Mountain Plover Charadrius montanus


Justification of Red List Category
This species is classified as Near Threatened due to an ongoing continuous decline resulting from habitat loss and degradation, a consequence of cultivation, urbanisation, over-grazing, and changes in native herbivore populations. Although it has experienced significant past population declines, the rate is currently close to, but does not meet the threshold required to list this species as Vulnerable. Such rates of decline are projected to continue into the future and as such, this species is listed as Near Threatened.

Population justification
Whilst thought to number just 10,000-14,000 mature individuals until relatively recently (2009), estimates have been subject to significant revision and Partners in Flight (2019) now estimate the population to total ~20,000 mature individuals.

Trend justification
This species underwent a large and statistically significant decrease. Recent data from Partners in Flight (2019) suggests a potential annual decline of ~3.11% between 1970-2017, which would equate to a decline of 31% over three generations. However, there is a large margin of error in this estimate and populations are thought to have been stabilising in recent years (T. O'Connell in litt. 2016). The North American Breeding Bird Survey suggests a rate of decline of ~2.5% between 2010-2015, which equates to a decline of ~26% across three generations (Sauer et al. 2017), lower than the 31% suggested over the longer term by Partners in Flight (2019). As a result, the rate of decline is placed in the band 20-29%.

Pointing and labeling entries

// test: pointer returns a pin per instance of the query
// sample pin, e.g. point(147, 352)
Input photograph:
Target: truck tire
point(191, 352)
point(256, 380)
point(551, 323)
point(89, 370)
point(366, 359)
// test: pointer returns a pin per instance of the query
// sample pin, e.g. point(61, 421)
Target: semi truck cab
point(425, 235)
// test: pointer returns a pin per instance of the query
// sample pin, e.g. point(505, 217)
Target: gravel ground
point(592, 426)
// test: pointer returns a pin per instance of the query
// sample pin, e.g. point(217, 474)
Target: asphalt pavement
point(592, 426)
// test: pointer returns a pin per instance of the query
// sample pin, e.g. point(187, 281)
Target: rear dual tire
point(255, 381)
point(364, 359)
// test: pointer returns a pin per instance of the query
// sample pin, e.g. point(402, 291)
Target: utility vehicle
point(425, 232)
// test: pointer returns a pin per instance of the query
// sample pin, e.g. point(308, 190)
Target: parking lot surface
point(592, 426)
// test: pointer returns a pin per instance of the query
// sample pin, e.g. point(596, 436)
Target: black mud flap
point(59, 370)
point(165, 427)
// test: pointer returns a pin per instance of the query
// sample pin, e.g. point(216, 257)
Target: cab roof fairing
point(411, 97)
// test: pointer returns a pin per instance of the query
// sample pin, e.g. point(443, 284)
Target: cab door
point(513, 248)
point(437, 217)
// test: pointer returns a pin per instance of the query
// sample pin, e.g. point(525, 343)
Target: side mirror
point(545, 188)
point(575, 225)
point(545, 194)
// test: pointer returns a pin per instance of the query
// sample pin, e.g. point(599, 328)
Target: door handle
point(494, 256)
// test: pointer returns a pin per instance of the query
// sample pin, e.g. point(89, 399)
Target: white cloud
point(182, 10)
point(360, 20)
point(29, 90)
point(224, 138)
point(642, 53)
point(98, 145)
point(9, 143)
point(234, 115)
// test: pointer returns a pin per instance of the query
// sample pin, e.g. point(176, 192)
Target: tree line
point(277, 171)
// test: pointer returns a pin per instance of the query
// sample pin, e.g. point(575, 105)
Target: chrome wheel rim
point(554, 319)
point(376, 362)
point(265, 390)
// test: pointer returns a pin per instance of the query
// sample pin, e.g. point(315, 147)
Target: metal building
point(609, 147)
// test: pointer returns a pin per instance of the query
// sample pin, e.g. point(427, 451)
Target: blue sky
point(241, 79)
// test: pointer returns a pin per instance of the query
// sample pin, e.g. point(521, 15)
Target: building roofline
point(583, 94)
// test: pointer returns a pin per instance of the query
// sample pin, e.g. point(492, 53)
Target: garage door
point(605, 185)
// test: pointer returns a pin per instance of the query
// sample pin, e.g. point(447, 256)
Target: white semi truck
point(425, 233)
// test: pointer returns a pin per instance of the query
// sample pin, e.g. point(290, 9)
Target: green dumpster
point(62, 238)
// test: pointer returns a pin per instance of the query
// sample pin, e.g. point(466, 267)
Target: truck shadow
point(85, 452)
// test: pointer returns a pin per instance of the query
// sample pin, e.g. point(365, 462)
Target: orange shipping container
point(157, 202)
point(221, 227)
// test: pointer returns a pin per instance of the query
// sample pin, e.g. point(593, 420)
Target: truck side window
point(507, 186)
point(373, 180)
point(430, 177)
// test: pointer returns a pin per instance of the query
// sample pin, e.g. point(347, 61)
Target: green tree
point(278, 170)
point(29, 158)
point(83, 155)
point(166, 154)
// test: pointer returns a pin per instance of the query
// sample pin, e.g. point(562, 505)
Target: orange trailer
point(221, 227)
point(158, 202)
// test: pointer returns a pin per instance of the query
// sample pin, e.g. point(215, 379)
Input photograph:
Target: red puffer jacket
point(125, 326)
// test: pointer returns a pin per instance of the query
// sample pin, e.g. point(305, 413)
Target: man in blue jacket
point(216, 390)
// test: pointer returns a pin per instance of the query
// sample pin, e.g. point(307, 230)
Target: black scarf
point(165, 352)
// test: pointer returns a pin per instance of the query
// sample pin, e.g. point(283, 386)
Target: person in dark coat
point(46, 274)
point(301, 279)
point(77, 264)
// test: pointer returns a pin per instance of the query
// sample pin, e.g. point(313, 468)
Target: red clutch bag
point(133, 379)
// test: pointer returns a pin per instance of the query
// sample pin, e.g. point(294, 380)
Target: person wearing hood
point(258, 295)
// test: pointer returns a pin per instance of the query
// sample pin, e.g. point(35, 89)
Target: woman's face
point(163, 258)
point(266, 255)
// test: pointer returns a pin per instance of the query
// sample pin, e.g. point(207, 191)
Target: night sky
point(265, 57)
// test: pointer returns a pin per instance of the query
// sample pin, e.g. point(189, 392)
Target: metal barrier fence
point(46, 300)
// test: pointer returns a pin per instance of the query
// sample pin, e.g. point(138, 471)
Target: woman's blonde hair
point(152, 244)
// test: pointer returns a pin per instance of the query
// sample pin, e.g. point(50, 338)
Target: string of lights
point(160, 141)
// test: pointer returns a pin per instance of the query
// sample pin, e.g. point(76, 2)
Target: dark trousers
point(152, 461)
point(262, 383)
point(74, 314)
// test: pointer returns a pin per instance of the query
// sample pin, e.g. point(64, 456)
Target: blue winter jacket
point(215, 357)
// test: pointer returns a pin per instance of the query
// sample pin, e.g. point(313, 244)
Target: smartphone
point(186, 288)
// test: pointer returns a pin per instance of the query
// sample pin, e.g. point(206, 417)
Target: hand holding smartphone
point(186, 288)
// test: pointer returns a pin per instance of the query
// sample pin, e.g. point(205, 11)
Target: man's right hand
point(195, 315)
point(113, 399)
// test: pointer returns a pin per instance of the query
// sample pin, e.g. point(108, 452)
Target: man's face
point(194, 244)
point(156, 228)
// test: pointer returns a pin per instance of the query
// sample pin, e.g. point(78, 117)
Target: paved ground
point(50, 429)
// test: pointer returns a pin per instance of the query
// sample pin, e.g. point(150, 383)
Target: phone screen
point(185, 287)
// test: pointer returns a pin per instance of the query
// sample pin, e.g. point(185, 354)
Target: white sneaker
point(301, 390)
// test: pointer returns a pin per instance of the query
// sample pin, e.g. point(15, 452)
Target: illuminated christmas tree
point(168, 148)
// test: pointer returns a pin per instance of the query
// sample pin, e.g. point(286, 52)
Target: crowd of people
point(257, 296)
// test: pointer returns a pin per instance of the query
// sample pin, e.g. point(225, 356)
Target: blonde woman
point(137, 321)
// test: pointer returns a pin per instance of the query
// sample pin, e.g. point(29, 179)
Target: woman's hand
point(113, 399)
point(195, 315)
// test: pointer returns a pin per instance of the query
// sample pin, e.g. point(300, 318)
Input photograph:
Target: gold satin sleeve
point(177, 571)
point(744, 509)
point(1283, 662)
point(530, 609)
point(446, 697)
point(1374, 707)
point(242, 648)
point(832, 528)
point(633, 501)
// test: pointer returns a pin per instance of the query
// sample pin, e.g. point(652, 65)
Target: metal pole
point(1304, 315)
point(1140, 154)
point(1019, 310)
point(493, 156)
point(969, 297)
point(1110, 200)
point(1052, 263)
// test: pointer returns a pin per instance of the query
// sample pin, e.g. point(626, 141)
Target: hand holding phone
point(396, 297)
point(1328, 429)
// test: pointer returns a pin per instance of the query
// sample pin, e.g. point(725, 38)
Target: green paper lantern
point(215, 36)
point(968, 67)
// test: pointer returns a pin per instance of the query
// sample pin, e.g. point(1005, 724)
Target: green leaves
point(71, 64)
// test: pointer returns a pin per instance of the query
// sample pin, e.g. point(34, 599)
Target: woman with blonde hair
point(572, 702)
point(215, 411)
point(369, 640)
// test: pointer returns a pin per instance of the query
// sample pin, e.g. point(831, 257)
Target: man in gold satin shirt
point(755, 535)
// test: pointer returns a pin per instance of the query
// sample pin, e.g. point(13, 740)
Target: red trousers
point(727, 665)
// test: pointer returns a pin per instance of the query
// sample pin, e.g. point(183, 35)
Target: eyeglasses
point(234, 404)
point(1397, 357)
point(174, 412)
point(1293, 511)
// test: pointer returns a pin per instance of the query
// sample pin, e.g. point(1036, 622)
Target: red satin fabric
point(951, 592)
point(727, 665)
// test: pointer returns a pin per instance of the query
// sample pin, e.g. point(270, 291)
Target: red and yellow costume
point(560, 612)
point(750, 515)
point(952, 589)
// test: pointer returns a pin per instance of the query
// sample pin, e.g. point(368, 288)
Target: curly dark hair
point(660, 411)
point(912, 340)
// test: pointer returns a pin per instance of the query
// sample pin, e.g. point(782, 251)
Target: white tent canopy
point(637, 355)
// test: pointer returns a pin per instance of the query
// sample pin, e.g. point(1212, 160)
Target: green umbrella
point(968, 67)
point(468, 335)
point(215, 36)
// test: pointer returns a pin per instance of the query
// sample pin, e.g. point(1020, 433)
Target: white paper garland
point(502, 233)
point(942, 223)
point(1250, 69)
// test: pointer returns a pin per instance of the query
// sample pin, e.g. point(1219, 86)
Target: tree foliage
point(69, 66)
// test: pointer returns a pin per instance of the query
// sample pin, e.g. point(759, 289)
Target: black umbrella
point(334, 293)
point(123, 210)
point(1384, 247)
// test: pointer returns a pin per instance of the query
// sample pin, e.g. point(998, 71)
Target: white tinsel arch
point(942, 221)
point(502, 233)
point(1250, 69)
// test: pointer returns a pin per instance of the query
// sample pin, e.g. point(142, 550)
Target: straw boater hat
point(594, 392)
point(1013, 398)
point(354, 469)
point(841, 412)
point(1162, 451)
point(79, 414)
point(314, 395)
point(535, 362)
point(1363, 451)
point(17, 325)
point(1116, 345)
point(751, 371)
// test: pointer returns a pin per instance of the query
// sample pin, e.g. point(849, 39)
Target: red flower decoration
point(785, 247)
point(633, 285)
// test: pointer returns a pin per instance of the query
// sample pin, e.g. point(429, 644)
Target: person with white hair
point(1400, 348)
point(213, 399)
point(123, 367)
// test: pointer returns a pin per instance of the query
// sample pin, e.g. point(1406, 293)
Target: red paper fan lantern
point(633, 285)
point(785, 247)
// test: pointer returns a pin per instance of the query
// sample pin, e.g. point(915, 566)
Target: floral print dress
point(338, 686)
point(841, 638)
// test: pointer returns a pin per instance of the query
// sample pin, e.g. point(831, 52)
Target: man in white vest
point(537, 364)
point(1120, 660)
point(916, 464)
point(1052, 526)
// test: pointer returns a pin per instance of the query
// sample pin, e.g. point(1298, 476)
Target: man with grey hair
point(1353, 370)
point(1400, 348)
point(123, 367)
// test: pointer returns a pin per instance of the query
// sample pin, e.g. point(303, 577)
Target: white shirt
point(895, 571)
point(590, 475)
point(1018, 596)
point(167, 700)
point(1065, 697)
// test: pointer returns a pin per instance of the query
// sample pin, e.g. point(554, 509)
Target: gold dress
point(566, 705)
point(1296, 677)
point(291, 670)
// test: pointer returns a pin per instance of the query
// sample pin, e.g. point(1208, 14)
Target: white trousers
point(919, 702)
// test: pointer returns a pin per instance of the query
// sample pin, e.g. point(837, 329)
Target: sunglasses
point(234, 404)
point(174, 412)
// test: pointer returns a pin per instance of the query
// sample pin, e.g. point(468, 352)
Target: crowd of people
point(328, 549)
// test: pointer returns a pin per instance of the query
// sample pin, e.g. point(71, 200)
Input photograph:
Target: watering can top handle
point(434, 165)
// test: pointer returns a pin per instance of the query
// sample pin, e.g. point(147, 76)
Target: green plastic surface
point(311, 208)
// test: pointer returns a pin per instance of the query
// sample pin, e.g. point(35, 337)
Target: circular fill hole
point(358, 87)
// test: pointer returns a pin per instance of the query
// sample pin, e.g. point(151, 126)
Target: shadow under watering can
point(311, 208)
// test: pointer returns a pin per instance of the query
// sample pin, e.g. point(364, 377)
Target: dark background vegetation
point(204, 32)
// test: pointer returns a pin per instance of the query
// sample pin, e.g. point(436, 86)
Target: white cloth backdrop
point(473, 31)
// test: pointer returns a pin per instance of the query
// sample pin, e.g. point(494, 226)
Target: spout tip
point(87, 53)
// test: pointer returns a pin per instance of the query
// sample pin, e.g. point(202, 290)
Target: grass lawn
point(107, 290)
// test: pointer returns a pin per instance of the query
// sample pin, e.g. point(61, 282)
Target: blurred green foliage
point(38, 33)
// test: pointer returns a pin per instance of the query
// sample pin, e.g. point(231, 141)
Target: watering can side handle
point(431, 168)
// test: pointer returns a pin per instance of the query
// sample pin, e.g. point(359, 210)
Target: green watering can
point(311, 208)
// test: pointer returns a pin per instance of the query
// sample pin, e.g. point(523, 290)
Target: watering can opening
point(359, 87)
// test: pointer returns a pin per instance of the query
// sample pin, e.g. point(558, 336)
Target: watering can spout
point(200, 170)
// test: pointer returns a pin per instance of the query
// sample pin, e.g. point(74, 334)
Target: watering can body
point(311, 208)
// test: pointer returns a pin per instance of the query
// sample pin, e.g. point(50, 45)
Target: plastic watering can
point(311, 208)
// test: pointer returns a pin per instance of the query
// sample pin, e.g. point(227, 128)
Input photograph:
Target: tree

PROBLEMS TO SOLVE
a: In the Mountain Plover account, what total population does Partners in Flight (2019) now estimate?
b: Continue the Mountain Plover account from where it stops.

TASK RESULTS
a: About 20,000 mature individuals.

b:
Distribution and population

Charadrius montanus breeds in south Alberta and south-west Saskatchewan, Canada, and Montana, Wyoming (3,400 adults), eastern Colorado (8,600 individuals), Park County in Colorado (2,300 adults), New Mexico, the Oklahoma Panhandle (68-91 individuals), U.S.A. (Knopf 1996, Childers and Dinsmore 2008, McConnell et al. 2009), and potentially >100 individuals in Nebraska (S. Dinsmore in litt. 2016). It has bred in Texas, east Utah (Day 1994) and once in eastern Arizona (Knopf and Rupert 1999), and has apparently been extirpated from former breeding areas in North Dakota, South Dakota, and Kansas (McConnell et al. 2009). All these birds winter from Sacramento, San Joaquin and Imperial valleys, California (Knopf and Rupert 1995, S. D. Earsom and V. B. Estelle in litt. 1999), south to Baja California, Mexico (Wilbur 1987), and irregularly in south Arizona and south Texas in the Blackland Prairie (Knopf 1996, M. Lockwood in litt. 1999). There appears to be some mixing on the wintering grounds, with birds banded in Montana having been documented over-wintering in southern California, southeastern Arizona, and Texas (S. Dinsmore, in litt. 2016). 
Abundant in the 19th century, it declined to an estimated 8,000-9,000 birds in 1995, including a 63% decrease from 1966-1991 (Knopf 1996), but the population is now estimated at 15,000-20,000 individuals (or 18,000-20,000 individuals [Andres et al. 2012]). These figures are likely to reflect an increase in counting accuracy rather than a recent population increase. Breeding was first successful in Nuevo León, Mexico, in 2004 (Gonzales Rojas et al. 2006) following an unsuccessful attempt in 1998 (F. L. Knopf in litt. 1998, 1999, Knopf and Rupert 1999), and in Coahuila in 1999 (Desmond and Ramirez 2002). These and/or northern birds regularly winter at Janos in Chihuahua (P. Manzano in litt. 1998, S. D. Earsom and V. B. Estelle in litt. 1999), with others reported from Sonora to Tamaulipas south to Zacatecas and San Luis Potosí (Howell and Webb 1995a, Gómez de Silva et al. 1996).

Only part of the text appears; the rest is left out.